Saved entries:
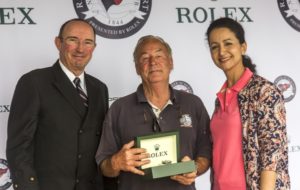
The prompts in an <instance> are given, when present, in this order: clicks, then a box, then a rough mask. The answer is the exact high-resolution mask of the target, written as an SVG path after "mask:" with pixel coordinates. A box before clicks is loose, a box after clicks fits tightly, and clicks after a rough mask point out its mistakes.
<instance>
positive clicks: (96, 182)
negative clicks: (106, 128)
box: [7, 61, 108, 190]
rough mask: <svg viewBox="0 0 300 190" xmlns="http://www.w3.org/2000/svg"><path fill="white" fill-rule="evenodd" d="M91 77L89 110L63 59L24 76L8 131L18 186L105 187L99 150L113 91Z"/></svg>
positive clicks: (18, 86) (90, 83)
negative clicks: (60, 66)
mask: <svg viewBox="0 0 300 190" xmlns="http://www.w3.org/2000/svg"><path fill="white" fill-rule="evenodd" d="M85 81H86V87H87V94H88V100H89V106H88V112H87V113H86V111H85V109H86V108H85V107H84V105H83V103H82V100H81V99H80V97H79V95H78V93H77V91H76V89H75V87H74V86H73V84H72V82H71V81H70V80H69V78H68V77H67V75H66V74H65V73H64V72H63V71H62V69H61V67H60V65H59V62H58V61H57V62H56V63H55V64H54V65H53V66H52V67H48V68H43V69H37V70H34V71H31V72H29V73H27V74H25V75H23V76H22V77H21V79H20V80H19V81H18V84H17V86H16V89H15V93H14V96H13V100H12V104H11V109H10V114H9V119H8V135H7V137H8V138H7V160H8V165H9V168H10V171H11V177H12V180H13V184H14V188H15V189H21V190H74V189H76V190H95V189H102V178H101V177H100V176H99V174H98V171H97V165H96V162H95V153H96V150H97V147H98V144H99V140H100V136H101V130H102V123H103V120H104V116H105V114H106V112H107V109H108V90H107V87H106V85H105V84H104V83H102V82H101V81H99V80H98V79H96V78H94V77H92V76H90V75H88V74H85Z"/></svg>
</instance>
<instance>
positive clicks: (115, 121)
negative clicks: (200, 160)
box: [96, 85, 211, 190]
mask: <svg viewBox="0 0 300 190" xmlns="http://www.w3.org/2000/svg"><path fill="white" fill-rule="evenodd" d="M170 90H171V98H170V99H171V101H172V103H173V104H169V105H167V106H166V107H165V108H164V109H163V110H162V112H161V113H160V115H159V117H158V118H157V119H158V122H159V129H155V128H154V127H153V126H154V122H155V120H156V117H155V115H154V113H153V110H152V108H151V106H150V104H149V103H148V102H147V99H146V97H145V95H144V91H143V86H142V85H139V87H138V89H137V91H136V92H135V93H132V94H130V95H127V96H125V97H123V98H120V99H118V100H116V101H115V102H114V103H113V104H112V105H111V107H110V109H109V111H108V113H107V116H106V118H105V121H104V125H103V132H102V137H101V141H100V145H99V147H98V150H97V154H96V161H97V163H98V164H100V163H101V162H102V161H103V160H105V159H107V158H109V157H111V156H112V155H113V154H115V153H117V152H118V151H119V150H120V149H121V148H122V146H123V145H124V144H126V143H128V142H130V141H131V140H134V138H135V137H136V136H142V135H149V134H153V133H155V132H157V131H158V130H159V131H162V132H167V131H174V130H178V131H179V136H180V137H179V138H180V158H179V159H182V158H183V157H184V156H189V157H190V158H191V159H193V160H195V159H196V158H197V157H206V158H207V159H209V160H210V159H211V141H210V131H209V121H210V119H209V115H208V113H207V111H206V109H205V107H204V105H203V103H202V101H201V99H200V98H199V97H197V96H195V95H193V94H189V93H186V92H184V91H179V90H175V89H172V87H171V86H170ZM118 186H119V187H118V189H119V190H129V189H130V190H141V189H142V190H148V189H149V190H153V189H164V190H168V189H170V190H187V189H189V190H191V189H195V184H193V185H190V186H186V185H181V184H179V183H178V182H176V181H174V180H171V179H170V178H169V177H166V178H161V179H155V180H146V179H144V178H143V176H139V175H136V174H133V173H130V172H123V171H121V173H120V175H119V184H118Z"/></svg>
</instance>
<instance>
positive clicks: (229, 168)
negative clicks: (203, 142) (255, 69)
mask: <svg viewBox="0 0 300 190" xmlns="http://www.w3.org/2000/svg"><path fill="white" fill-rule="evenodd" d="M252 75H253V73H252V72H251V71H250V70H249V69H248V68H247V69H246V70H245V72H244V73H243V75H242V77H241V78H240V79H239V80H238V81H237V83H236V84H234V85H233V86H232V87H231V88H227V83H226V82H225V83H224V85H223V86H222V89H221V90H220V92H218V93H217V97H218V100H219V102H220V106H219V107H218V108H216V110H215V112H214V114H213V116H212V119H211V123H210V129H211V133H212V140H213V170H214V188H213V190H245V189H246V179H245V169H244V159H243V153H242V123H241V116H240V112H239V106H238V99H237V95H238V93H239V91H241V90H242V89H243V88H244V86H245V85H246V84H247V82H248V81H249V80H250V78H251V76H252Z"/></svg>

Exercise instructions
The copy must match each record exactly, apart from the images, which stay out.

Answer for the task
The prompts in an <instance> are given, when present, in this order: clicks, then a box, then a rough mask. The answer is the exact high-resolution mask of the target, written as an SVG path after "mask:" with pixel coordinates. A box before clicks is loose, a box after clicks fits tightly, and clicks after a rough mask point out its mistakes.
<instance>
positive clicks: (96, 182)
negative clicks: (106, 128)
box: [7, 61, 108, 190]
rough mask: <svg viewBox="0 0 300 190" xmlns="http://www.w3.org/2000/svg"><path fill="white" fill-rule="evenodd" d="M91 77L89 110L63 59L24 76L8 131L18 186L105 187L99 150L113 91Z"/></svg>
positive clicks: (18, 86) (90, 83)
negative clicks: (60, 66)
mask: <svg viewBox="0 0 300 190" xmlns="http://www.w3.org/2000/svg"><path fill="white" fill-rule="evenodd" d="M85 81H86V87H87V94H88V100H89V106H88V112H87V113H86V111H85V109H86V108H85V107H84V105H83V103H82V100H81V99H80V97H79V95H78V93H77V91H76V89H75V87H74V86H73V84H72V82H71V81H70V80H69V78H68V77H67V75H66V74H65V73H64V72H63V71H62V69H61V67H60V65H59V62H58V61H57V62H56V63H55V64H54V65H53V66H52V67H48V68H43V69H37V70H34V71H31V72H29V73H27V74H25V75H23V76H22V77H21V79H20V80H19V81H18V84H17V86H16V89H15V93H14V96H13V100H12V104H11V109H10V114H9V119H8V135H7V137H8V138H7V160H8V165H9V168H10V171H11V177H12V180H13V184H14V188H15V189H21V190H74V189H76V190H95V189H102V178H101V177H100V176H99V174H98V171H97V165H96V162H95V153H96V150H97V147H98V144H99V140H100V136H101V130H102V123H103V120H104V116H105V114H106V112H107V109H108V90H107V87H106V85H105V84H104V83H102V82H101V81H99V80H98V79H96V78H94V77H92V76H90V75H88V74H85Z"/></svg>
</instance>
<instance>
positive clicks: (115, 121)
negative clicks: (200, 160)
box: [96, 85, 211, 190]
mask: <svg viewBox="0 0 300 190" xmlns="http://www.w3.org/2000/svg"><path fill="white" fill-rule="evenodd" d="M170 90H171V98H170V99H171V101H172V103H173V104H169V105H167V106H166V107H165V108H164V109H163V110H162V112H161V113H160V115H159V117H158V118H157V119H158V122H159V129H155V128H154V127H153V126H154V122H155V120H156V117H155V115H154V113H153V110H152V108H151V106H150V104H149V103H148V102H147V99H146V97H145V95H144V91H143V86H142V85H139V87H138V89H137V91H136V92H135V93H132V94H130V95H127V96H125V97H123V98H120V99H118V100H116V101H115V102H114V103H113V104H112V105H111V107H110V109H109V111H108V113H107V116H106V118H105V121H104V125H103V132H102V137H101V141H100V145H99V147H98V150H97V154H96V161H97V163H98V164H100V163H101V162H102V161H103V160H105V159H107V158H109V157H111V156H112V155H113V154H115V153H117V152H118V151H119V150H120V149H121V148H122V146H123V145H124V144H126V143H128V142H130V141H131V140H134V138H135V137H136V136H142V135H149V134H153V133H155V132H157V131H158V130H159V131H162V132H167V131H174V130H178V131H179V136H180V137H179V138H180V158H179V159H182V158H183V157H184V156H189V157H190V158H191V159H193V160H195V159H196V158H197V157H206V158H207V159H209V160H210V159H211V141H210V131H209V121H210V119H209V115H208V113H207V111H206V109H205V107H204V105H203V103H202V101H201V99H200V98H199V97H197V96H195V95H193V94H189V93H186V92H184V91H179V90H175V89H172V87H171V86H170ZM118 186H119V187H118V189H119V190H129V189H130V190H141V189H142V190H148V189H149V190H153V189H164V190H168V189H170V190H187V189H189V190H191V189H195V184H193V185H190V186H186V185H181V184H179V183H178V182H176V181H174V180H171V179H170V178H169V177H166V178H161V179H155V180H146V179H144V178H143V176H139V175H136V174H133V173H130V172H123V171H121V173H120V175H119V184H118Z"/></svg>
</instance>
<instance>
positive clicks: (229, 168)
negative clicks: (203, 142) (255, 69)
mask: <svg viewBox="0 0 300 190" xmlns="http://www.w3.org/2000/svg"><path fill="white" fill-rule="evenodd" d="M252 75H253V73H252V72H251V71H250V70H249V69H248V68H247V69H246V70H245V72H244V73H243V75H242V77H241V78H240V79H239V80H238V81H237V83H236V84H234V85H233V86H232V87H231V88H227V83H226V82H225V83H224V85H223V86H222V89H221V90H220V92H218V93H217V97H218V100H219V102H220V106H219V107H218V108H216V110H215V112H214V114H213V116H212V119H211V123H210V129H211V133H212V140H213V170H214V188H213V190H245V189H246V179H245V169H244V159H243V153H242V123H241V116H240V112H239V106H238V99H237V95H238V93H239V91H241V90H242V89H243V88H244V86H245V85H246V84H247V82H248V81H249V80H250V78H251V76H252Z"/></svg>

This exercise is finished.